▸ **Short task**:
Copy out word for word everything in the material below, from the line containing "Task: tag the car's" down to the line containing "x=209, y=93", with both of those lines included.

▸ **Supplied data**:

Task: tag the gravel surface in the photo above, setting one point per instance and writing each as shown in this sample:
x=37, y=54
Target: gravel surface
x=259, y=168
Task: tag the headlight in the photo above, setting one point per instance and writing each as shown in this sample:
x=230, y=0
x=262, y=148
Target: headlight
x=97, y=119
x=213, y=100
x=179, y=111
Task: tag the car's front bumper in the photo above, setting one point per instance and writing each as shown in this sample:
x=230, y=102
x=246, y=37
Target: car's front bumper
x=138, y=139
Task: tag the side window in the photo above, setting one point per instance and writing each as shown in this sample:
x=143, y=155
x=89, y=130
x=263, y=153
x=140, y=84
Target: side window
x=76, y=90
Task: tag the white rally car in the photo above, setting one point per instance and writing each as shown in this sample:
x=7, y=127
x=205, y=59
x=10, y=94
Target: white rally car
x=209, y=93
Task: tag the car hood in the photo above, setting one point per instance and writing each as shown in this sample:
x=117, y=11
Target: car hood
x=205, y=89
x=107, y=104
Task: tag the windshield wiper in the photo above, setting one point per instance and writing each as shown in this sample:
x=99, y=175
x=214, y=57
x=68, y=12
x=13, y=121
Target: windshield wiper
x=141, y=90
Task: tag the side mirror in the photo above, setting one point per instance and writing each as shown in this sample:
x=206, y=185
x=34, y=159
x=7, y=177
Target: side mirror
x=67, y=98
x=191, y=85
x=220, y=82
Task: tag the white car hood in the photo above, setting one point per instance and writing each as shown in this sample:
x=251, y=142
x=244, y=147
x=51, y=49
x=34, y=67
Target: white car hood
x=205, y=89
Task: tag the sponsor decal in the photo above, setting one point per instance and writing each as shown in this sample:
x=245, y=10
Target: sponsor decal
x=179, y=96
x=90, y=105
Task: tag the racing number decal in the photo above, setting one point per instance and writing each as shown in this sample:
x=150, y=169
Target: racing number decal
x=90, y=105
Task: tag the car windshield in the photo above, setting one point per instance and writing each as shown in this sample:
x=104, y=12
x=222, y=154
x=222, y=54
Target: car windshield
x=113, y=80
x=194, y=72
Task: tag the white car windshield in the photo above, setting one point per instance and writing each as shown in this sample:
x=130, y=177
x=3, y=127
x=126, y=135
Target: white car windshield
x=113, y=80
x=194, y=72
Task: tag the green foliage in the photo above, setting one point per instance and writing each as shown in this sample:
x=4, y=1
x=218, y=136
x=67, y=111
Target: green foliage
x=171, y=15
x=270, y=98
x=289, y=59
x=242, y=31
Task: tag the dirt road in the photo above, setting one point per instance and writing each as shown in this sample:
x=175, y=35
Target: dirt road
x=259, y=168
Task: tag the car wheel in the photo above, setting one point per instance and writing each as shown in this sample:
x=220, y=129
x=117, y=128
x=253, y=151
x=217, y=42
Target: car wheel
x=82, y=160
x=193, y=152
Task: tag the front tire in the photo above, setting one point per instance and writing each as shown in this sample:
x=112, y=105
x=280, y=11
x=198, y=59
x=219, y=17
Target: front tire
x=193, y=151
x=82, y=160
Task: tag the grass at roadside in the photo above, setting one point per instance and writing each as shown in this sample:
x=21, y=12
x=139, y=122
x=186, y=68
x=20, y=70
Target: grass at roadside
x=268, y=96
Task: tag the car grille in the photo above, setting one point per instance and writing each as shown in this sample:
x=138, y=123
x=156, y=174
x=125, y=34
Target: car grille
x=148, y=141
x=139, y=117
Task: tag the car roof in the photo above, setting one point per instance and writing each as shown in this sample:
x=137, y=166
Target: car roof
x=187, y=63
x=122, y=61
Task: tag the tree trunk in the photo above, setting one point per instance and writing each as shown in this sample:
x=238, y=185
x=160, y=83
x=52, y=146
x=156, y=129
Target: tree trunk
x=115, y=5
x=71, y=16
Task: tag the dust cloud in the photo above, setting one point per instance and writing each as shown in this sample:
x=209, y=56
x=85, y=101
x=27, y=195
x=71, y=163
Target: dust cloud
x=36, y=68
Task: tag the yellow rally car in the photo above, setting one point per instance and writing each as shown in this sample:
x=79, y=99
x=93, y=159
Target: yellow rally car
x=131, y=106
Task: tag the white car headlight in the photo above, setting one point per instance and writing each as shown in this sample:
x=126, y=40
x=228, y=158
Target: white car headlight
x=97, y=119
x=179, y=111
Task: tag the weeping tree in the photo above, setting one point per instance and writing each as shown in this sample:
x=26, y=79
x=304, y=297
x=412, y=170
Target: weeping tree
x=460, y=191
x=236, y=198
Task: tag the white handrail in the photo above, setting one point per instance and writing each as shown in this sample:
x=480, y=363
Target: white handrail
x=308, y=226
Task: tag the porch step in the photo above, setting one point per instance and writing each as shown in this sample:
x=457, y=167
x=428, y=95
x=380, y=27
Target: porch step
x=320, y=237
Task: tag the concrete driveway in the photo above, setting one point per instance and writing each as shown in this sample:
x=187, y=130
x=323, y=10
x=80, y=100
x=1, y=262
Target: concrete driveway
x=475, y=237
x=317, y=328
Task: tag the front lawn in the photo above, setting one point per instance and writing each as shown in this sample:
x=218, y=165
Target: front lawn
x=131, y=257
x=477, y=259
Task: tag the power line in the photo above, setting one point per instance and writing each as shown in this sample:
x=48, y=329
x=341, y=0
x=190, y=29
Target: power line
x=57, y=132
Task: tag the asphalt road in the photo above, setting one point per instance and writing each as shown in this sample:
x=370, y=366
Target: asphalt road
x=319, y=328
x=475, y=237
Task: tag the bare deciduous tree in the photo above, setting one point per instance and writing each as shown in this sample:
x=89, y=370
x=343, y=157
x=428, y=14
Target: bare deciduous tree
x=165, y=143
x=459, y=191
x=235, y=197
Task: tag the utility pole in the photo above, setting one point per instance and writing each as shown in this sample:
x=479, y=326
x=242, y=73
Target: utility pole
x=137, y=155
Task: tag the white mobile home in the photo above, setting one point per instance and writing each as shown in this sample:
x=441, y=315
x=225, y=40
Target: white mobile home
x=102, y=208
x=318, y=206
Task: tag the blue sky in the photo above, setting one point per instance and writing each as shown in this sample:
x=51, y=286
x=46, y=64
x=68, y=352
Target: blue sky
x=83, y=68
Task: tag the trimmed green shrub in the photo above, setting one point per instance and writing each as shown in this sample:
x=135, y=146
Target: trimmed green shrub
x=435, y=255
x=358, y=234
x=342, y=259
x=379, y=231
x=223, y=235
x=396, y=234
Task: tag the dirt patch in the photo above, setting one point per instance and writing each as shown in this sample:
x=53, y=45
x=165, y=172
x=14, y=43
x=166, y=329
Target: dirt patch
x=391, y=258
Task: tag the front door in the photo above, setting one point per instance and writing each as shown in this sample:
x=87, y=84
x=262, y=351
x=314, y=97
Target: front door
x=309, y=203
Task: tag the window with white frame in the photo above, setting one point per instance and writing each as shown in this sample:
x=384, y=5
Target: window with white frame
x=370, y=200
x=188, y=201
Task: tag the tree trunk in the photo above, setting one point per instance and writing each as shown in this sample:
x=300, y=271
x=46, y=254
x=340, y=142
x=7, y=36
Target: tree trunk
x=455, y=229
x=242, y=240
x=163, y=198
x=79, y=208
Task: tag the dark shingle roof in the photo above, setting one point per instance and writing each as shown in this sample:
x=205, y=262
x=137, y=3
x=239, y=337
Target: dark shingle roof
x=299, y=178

▸ **Written response**:
Task: tag the car's front bumper in the photo above, setting one point per instance and writing each as shown in this sample:
x=230, y=102
x=246, y=37
Target: car's front bumper
x=138, y=139
Task: tag the side window in the photo above, setting one point per instance and writing each as shown in this sample:
x=143, y=155
x=89, y=130
x=263, y=153
x=140, y=84
Target: side window
x=76, y=90
Task: tag the white rally car in the photo above, setting one point per instance and writing each as shown in this sample:
x=7, y=127
x=205, y=59
x=10, y=94
Target: white rally car
x=209, y=93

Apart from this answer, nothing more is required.